**Source excerpt**
═══

Manuscript Digest – June 2017 – This complimentary e-digest, launched in 2012, covers significant acquisitions and sales, manuscripts lost and found, rare books and ephemera, document conservation, and more.

In the News

Foiled!
The Telegraph, May 28, 2017
The stamp was the giveaway. Did the Royal Library of Turin know its book was up for sale? How a Swedish scholar — and online buyer — brought down an Italian art theft ring.

Purloined ‘Potter’
New York Times, May 12, 2017
What kind of miscreant muggle would steal JK Rowling’s handwritten prequel to Harry Potter? UK police are on the case. No word on whether there’s a hex on the text.

What Ho, Cardenio
Daily Beast, May 7, 2017
It figures. Don Quixote was a hit with the London literati. Wouldn’t Shakespeare want to get in on the act? The case for Cervantes spinoff Cardenio as one of Will’s lost plays.
A forgotten Edith Wharton play

Uncovering Caxton
BBC, May 9, 2017
Black letter typeface. Red paragraph marks. Could it be? Yes, it could: a page from England’s first printer, lost for hundreds of years. Guess where it turned up.

═══

[Items from a dataset]
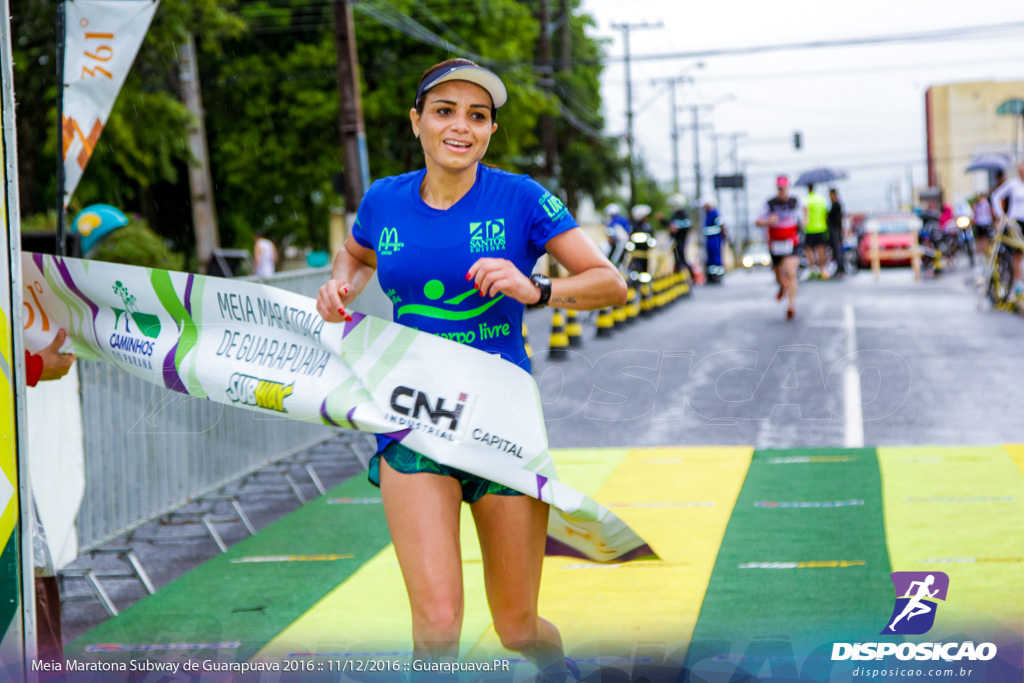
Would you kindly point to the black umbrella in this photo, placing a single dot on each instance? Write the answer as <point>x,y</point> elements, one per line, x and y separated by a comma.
<point>988,163</point>
<point>819,176</point>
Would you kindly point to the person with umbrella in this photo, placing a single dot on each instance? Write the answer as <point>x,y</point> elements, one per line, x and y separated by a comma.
<point>714,241</point>
<point>835,221</point>
<point>1013,189</point>
<point>816,233</point>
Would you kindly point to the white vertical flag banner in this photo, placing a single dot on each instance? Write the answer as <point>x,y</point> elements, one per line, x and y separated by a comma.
<point>101,41</point>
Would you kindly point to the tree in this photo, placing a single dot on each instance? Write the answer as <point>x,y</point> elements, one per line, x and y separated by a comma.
<point>142,144</point>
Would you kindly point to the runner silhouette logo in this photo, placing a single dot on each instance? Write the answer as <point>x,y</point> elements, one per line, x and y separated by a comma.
<point>916,593</point>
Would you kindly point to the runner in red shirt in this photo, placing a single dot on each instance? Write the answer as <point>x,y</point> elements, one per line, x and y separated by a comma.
<point>781,216</point>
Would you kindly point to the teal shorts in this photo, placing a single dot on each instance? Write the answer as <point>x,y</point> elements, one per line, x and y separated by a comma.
<point>402,460</point>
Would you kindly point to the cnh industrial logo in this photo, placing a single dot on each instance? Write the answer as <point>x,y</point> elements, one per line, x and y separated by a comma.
<point>918,596</point>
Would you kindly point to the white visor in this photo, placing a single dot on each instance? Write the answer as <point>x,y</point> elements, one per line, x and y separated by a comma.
<point>484,78</point>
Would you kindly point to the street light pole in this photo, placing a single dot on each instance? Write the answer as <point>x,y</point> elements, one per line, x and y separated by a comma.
<point>626,28</point>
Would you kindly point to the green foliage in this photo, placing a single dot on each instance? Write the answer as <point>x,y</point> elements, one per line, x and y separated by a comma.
<point>40,222</point>
<point>143,142</point>
<point>135,244</point>
<point>267,70</point>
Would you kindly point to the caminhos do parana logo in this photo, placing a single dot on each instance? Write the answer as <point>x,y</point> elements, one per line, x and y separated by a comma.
<point>388,244</point>
<point>125,345</point>
<point>487,236</point>
<point>250,390</point>
<point>147,324</point>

═══

**Problems to solve**
- 1) Translate this sentence from the manuscript digest into French: "Don Quixote was a hit with the London literati."
- 2) Duplicate the passage of the manuscript digest from "In the News" up to and including "art theft ring.".
- 3) Pick up the manuscript digest where it stops and continue it.

**Responses per task**
- 1) Don Quichotte a connu un grand succès auprès des lettrés londoniens.

- 2)
In the News

Foiled!
The Telegraph, May 28, 2017
The stamp was the giveaway. Did the Royal Library of Turin know its book was up for sale? How a Swedish scholar — and online buyer — brought down an Italian art theft ring.

- 3)
Between the Lines
The Guardian, May 24, 2017
For 50 years, the notebook held its secret. Then a Sylvia Plath scholar saw a sheet of carbon paper tucked inside. And there, in a tangle of type …

When in Roman
The New Yorker, May 1, 2017
When old Roman tablets surface in the UK, who’re you gonna call? Meet the man who has made a career of deciphering sketchy texts, and find out why it pays to read upside down.

Mayan Echoes
Smithsonian.com, May 12, 2017
What was the Mayan language like before the Spanish came? A manuscript from 1690 tells the tale. Take a rare look at the Libro de Sermones.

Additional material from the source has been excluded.